Saved entries:
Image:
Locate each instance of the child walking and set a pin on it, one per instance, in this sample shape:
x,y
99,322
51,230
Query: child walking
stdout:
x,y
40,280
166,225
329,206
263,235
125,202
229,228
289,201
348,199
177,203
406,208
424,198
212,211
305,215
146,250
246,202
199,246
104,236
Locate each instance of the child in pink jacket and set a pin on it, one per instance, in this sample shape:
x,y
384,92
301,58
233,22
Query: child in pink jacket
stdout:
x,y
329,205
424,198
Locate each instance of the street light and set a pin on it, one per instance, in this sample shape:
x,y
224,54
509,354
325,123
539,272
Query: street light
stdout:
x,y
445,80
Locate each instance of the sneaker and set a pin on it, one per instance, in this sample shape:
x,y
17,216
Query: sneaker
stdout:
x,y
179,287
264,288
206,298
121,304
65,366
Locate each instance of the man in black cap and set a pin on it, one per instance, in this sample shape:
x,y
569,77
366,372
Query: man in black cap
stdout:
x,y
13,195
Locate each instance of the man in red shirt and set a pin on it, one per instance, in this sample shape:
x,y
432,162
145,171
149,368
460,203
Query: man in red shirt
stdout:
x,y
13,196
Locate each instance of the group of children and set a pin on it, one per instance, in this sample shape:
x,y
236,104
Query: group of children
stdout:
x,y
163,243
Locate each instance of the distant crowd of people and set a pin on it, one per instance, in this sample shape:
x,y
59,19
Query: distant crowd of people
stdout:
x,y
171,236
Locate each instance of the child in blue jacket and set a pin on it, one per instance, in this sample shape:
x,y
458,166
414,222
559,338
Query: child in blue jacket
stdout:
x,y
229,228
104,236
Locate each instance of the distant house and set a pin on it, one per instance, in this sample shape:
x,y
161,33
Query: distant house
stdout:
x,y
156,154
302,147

Written instruction:
Give each line of the entries above as a JSON list of strings, with one string per line and blank lines omitted.

Solution to the problem:
[
  "Image:",
  "Locate each instance of the child walking and set a pin on it, one per instance, in this sample shape:",
  "x,y",
  "99,322",
  "51,230",
  "Query: child walking",
  "stdout:",
  "x,y",
  "40,280",
  "166,225",
  "329,206",
  "263,235",
  "125,202",
  "229,228",
  "289,201",
  "348,199",
  "177,203",
  "406,208",
  "424,198",
  "212,211",
  "305,215",
  "146,250",
  "246,202",
  "199,246",
  "104,236",
  "Locate each instance of the child in pink jacket and set a pin on it, one per instance, in this sample shape:",
  "x,y",
  "384,92",
  "301,58",
  "233,22",
  "Query: child in pink jacket",
  "stdout:",
  "x,y",
  "329,205",
  "424,198",
  "Locate each instance of the street light and set a pin on it, one per instance, in this sample shape:",
  "x,y",
  "224,54",
  "509,354",
  "325,123",
  "539,272",
  "Query: street light",
  "stdout:",
  "x,y",
  "445,80",
  "Locate each instance of the sneaker and set a pin on it, one per instance, in this sample shape:",
  "x,y",
  "17,216",
  "Query: sneaker",
  "stdout:",
  "x,y",
  "179,287",
  "264,288",
  "206,298",
  "121,304",
  "65,366",
  "Locate each instance of the man in black cap and set a pin on it, one per instance, in this sample shape:",
  "x,y",
  "569,77",
  "366,372",
  "Query: man in black cap",
  "stdout:",
  "x,y",
  "13,195",
  "Locate each instance of the man in red shirt and set a pin on it, one per instance, in this sample shape:",
  "x,y",
  "432,162",
  "145,171",
  "149,368",
  "460,203",
  "Query: man in red shirt",
  "stdout:",
  "x,y",
  "13,196",
  "Locate each instance of the group of children and set a pin on it, one per instance, in this sample shape:",
  "x,y",
  "236,104",
  "Query: group of children",
  "stdout:",
  "x,y",
  "163,243",
  "Locate each instance of the distant crowd of people and set a pin on it, one per instance, in this sample shape:",
  "x,y",
  "59,19",
  "Query: distant crowd of people",
  "stdout:",
  "x,y",
  "171,236",
  "Locate each instance of the child in blue jacket and set a pin on it, one per instance, in this sample shape:",
  "x,y",
  "458,166",
  "414,222",
  "559,338",
  "Query: child in blue jacket",
  "stdout:",
  "x,y",
  "229,228",
  "104,236",
  "Locate each instance of the distant house and set a pin on it, one per instance, in this sample shape:",
  "x,y",
  "161,33",
  "Query: distant house",
  "stdout:",
  "x,y",
  "156,154",
  "302,147"
]